Consigna 1:
Reproduce sin cambios el pasaje del texto de lectura que va desde "La invocación del" hasta "único Dios salvador.", ambos incluidos.
Consigna 2:
Indica si cada afirmación coincide con el texto de lectura. Responde sí o no y cita literalmente las palabras del texto que lo deciden.
(a) El libro de Apocalipsis es anterior al año 70 d. J.C.
(b) En Is. 45, 22-3 el gesto de doblar la rodilla se reserva a toda la creación.
(c) En Ap. 5, 13-4 solo el que está sentado en el trono recibe la alabanza.

La invocación del nombre de Jesús como «Señor» (Hch. 2, 21 y ss.; 4, 11-12) se consideraba condición indispensable para obtener la salvación, y a la mención del mismo resultaba obligado doblar la rodilla (Flp. 2, 11) como anticipo de lo que un día se vería impulsada a hacer toda la creación. Tengamos en mente para captar la trascendencia de este último gesto que en Is. 45, 22-3 —el pasaje veterotestamentario sobre el que se construye en parte Flp. 2— se reserva, de manera exclusiva, a YHVH, el único Dios salvador.

Pero quizá donde se describe de modo más evidente el comportamiento cultual que el judeo-cristianismo prodigaba a Jesús, fruto del concepto que tenía de éste, sea en el libro de Apocalipsis. En esta obra, anterior al año 70 d. J.C., no sólo nos encontramos con una atribución a Jesús de títulos inequívocamente divinos, sino que además asistimos a la forma en que se le dispensa un trato similar al que ha de recibir Dios mismo. Así, en Ap. 5, 13-4 (que describe el culto de adoración celestial) se nos dice cómo tanto el que está sentado en el trono (Dios) como el Cordero (Jesús) reciben «la alabanza, la honra, la gloria y el poder, por los siglos de los siglos». El trono divino es incluso común en Ap. 22, 1 y 3.[1] La respuesta, pues, a la pregunta de si existió el culto a Jesús en el judeo- cristianismo asentado en Israel debe ser, por lo tanto, respondida de manera afirmativa.

Material:

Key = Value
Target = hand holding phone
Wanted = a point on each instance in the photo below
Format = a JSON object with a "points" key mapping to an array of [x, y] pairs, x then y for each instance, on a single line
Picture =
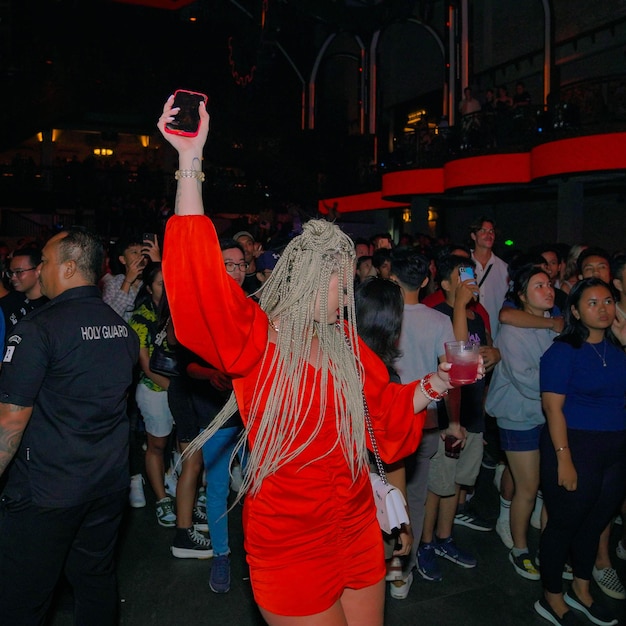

Resultado correcto 1:
La invocación del nombre de Jesús como «Señor» (Hch. 2, 21 y ss.; 4, 11-12) se consideraba condición indispensable para obtener la salvación, y a la mención del mismo resultaba obligado doblar la rodilla (Flp. 2, 11) como anticipo de lo que un día se vería impulsada a hacer toda la creación. Tengamos en mente para captar la trascendencia de este último gesto que en Is. 45, 22-3 —el pasaje veterotestamentario sobre el que se construye en parte Flp. 2— se reserva, de manera exclusiva, a YHVH, el único Dios salvador.

Resultado correcto 2:
(a) Sí: "En esta obra, anterior al año 70 d. J.C."
(b) No: "se reserva, de manera exclusiva, a YHVH, el único Dios salvador."
(c) No: "tanto el que está sentado en el trono (Dios) como el Cordero (Jesús) reciben «la alabanza, la honra, la gloria y el poder, por los siglos de los siglos»."